(Point-per-instance localization data)
= = = =

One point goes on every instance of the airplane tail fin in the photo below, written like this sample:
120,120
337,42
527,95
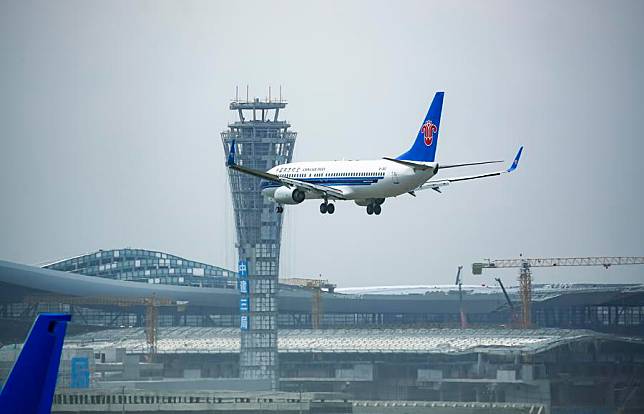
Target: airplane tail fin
424,147
29,389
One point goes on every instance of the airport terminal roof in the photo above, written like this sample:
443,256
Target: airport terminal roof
192,340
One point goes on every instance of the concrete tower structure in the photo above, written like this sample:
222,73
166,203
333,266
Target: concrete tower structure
262,141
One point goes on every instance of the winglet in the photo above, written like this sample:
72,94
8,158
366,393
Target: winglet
515,163
32,381
231,155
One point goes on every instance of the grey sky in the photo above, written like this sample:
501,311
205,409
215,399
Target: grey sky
111,113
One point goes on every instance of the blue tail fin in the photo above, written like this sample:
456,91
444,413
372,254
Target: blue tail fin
424,147
31,384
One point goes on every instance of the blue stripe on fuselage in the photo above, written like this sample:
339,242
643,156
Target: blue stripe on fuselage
264,184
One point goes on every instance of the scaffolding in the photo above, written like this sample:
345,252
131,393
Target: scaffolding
262,141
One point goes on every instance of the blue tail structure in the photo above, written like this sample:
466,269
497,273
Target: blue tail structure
31,384
515,163
231,155
424,147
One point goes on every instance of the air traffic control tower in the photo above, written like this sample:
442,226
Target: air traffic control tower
262,141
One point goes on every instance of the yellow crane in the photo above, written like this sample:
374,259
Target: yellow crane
525,274
316,299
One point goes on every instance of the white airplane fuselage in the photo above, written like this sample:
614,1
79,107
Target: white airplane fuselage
362,181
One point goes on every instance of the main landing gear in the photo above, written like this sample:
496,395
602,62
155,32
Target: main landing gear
374,207
327,208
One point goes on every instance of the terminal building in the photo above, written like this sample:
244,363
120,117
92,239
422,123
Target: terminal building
100,290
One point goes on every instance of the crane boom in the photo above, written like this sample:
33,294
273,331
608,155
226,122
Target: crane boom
605,261
525,275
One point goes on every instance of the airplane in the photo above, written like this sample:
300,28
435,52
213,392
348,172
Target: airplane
29,389
367,182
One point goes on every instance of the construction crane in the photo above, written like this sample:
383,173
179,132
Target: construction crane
151,304
459,283
316,300
507,299
525,273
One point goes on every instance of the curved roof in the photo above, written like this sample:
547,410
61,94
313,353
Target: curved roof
188,340
28,280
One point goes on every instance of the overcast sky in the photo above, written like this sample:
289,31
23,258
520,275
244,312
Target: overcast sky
111,113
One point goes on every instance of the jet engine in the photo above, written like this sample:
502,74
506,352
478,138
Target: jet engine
285,195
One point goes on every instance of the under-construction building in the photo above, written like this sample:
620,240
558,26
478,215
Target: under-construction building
262,141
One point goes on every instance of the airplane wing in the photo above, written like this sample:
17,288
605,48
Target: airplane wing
437,184
32,381
323,190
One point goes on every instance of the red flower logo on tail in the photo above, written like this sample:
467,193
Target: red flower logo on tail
428,129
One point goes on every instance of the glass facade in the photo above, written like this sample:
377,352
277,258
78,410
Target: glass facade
147,266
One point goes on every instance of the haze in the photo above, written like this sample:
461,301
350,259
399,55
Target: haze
111,113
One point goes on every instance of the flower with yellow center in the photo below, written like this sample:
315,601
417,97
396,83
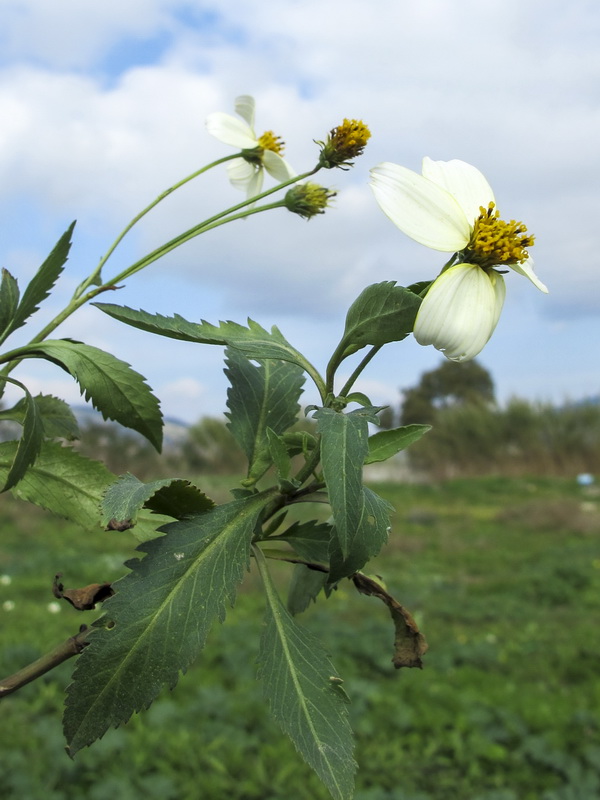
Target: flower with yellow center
451,207
258,153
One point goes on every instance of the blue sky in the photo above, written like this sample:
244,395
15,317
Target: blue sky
102,106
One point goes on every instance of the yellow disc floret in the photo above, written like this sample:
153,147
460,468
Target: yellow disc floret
350,138
495,242
268,141
345,142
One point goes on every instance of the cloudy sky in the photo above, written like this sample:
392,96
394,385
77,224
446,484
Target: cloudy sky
102,106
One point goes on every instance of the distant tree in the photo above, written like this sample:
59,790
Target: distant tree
451,384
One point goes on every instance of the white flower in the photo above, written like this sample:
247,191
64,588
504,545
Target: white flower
451,207
260,153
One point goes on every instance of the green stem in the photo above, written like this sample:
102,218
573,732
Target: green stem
351,380
187,236
96,273
334,362
310,465
71,647
208,224
79,299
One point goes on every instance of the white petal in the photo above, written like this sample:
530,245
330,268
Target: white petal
464,182
231,130
460,311
240,173
420,208
277,167
526,268
255,185
500,293
244,106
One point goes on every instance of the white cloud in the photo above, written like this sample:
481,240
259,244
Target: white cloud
514,93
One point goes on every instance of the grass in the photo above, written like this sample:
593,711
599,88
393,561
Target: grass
503,576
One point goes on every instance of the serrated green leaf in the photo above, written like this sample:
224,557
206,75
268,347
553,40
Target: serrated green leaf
28,446
385,444
305,585
161,614
9,301
305,695
310,540
173,497
372,533
254,341
115,389
343,450
260,396
382,313
42,282
420,288
57,418
66,483
279,454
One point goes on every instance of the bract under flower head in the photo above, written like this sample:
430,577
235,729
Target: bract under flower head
259,153
308,199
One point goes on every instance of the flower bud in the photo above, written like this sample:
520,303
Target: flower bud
344,143
308,199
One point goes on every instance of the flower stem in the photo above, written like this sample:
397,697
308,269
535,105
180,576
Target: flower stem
94,276
351,380
208,224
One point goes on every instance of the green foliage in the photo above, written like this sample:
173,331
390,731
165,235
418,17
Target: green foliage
507,706
254,341
385,444
305,695
156,618
15,314
344,447
175,498
159,618
114,388
30,443
382,313
261,397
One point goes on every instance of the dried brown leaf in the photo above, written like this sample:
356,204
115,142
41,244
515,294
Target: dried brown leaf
409,642
85,598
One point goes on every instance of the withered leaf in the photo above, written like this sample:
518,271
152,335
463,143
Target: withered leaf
119,525
409,642
85,598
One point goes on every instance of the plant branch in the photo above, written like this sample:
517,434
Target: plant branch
69,648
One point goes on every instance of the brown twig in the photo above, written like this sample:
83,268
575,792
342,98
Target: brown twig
71,647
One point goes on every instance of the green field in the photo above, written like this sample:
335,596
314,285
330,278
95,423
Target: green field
503,577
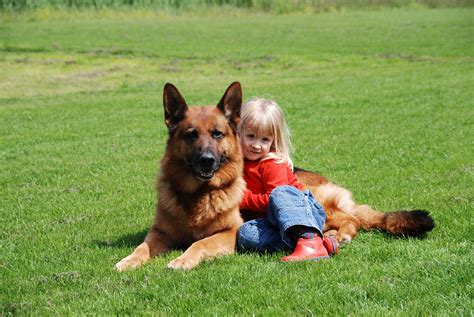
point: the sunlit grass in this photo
(378, 101)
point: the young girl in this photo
(287, 217)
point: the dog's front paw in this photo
(183, 263)
(127, 264)
(343, 239)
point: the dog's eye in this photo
(191, 135)
(216, 134)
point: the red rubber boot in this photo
(308, 249)
(331, 244)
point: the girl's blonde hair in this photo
(267, 116)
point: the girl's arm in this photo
(273, 175)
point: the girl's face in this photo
(256, 146)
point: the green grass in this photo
(380, 102)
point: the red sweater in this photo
(262, 177)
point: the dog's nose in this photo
(207, 160)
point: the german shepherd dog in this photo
(344, 217)
(200, 185)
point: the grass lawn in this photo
(380, 101)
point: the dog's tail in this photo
(413, 223)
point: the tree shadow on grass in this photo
(124, 241)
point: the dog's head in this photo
(204, 138)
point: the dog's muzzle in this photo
(205, 164)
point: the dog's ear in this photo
(175, 106)
(231, 103)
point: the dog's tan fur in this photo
(344, 217)
(200, 215)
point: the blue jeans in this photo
(288, 207)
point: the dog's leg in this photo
(345, 225)
(153, 245)
(218, 244)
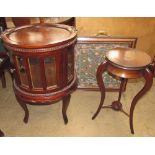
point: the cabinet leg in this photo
(148, 83)
(24, 107)
(1, 133)
(3, 79)
(102, 67)
(65, 104)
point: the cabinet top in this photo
(39, 35)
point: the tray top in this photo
(128, 57)
(39, 35)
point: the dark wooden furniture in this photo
(5, 64)
(3, 25)
(125, 63)
(90, 52)
(43, 55)
(20, 21)
(1, 133)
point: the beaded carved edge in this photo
(41, 49)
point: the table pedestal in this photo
(126, 73)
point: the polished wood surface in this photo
(43, 56)
(20, 21)
(125, 68)
(128, 57)
(39, 35)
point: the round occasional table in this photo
(125, 63)
(43, 56)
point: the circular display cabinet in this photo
(43, 56)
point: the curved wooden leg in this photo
(24, 106)
(1, 133)
(102, 67)
(65, 104)
(3, 79)
(149, 80)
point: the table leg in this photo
(65, 104)
(3, 79)
(1, 133)
(148, 83)
(102, 67)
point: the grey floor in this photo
(47, 120)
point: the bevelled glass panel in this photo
(35, 72)
(50, 71)
(70, 65)
(22, 71)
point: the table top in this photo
(128, 57)
(39, 35)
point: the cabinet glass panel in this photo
(50, 71)
(70, 65)
(22, 71)
(35, 72)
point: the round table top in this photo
(128, 57)
(39, 35)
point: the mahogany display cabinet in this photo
(43, 56)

= = = =

HOW TO COMPLETE THIS TASK> Which of the lines above contain "below"? Return them all.

SOLVED EXERCISE>
One point goes on every instance of the airplane tail fin in the photo below, written like this sample:
One point goes on every instance of the flower with yellow center in the photo below, written like this sample:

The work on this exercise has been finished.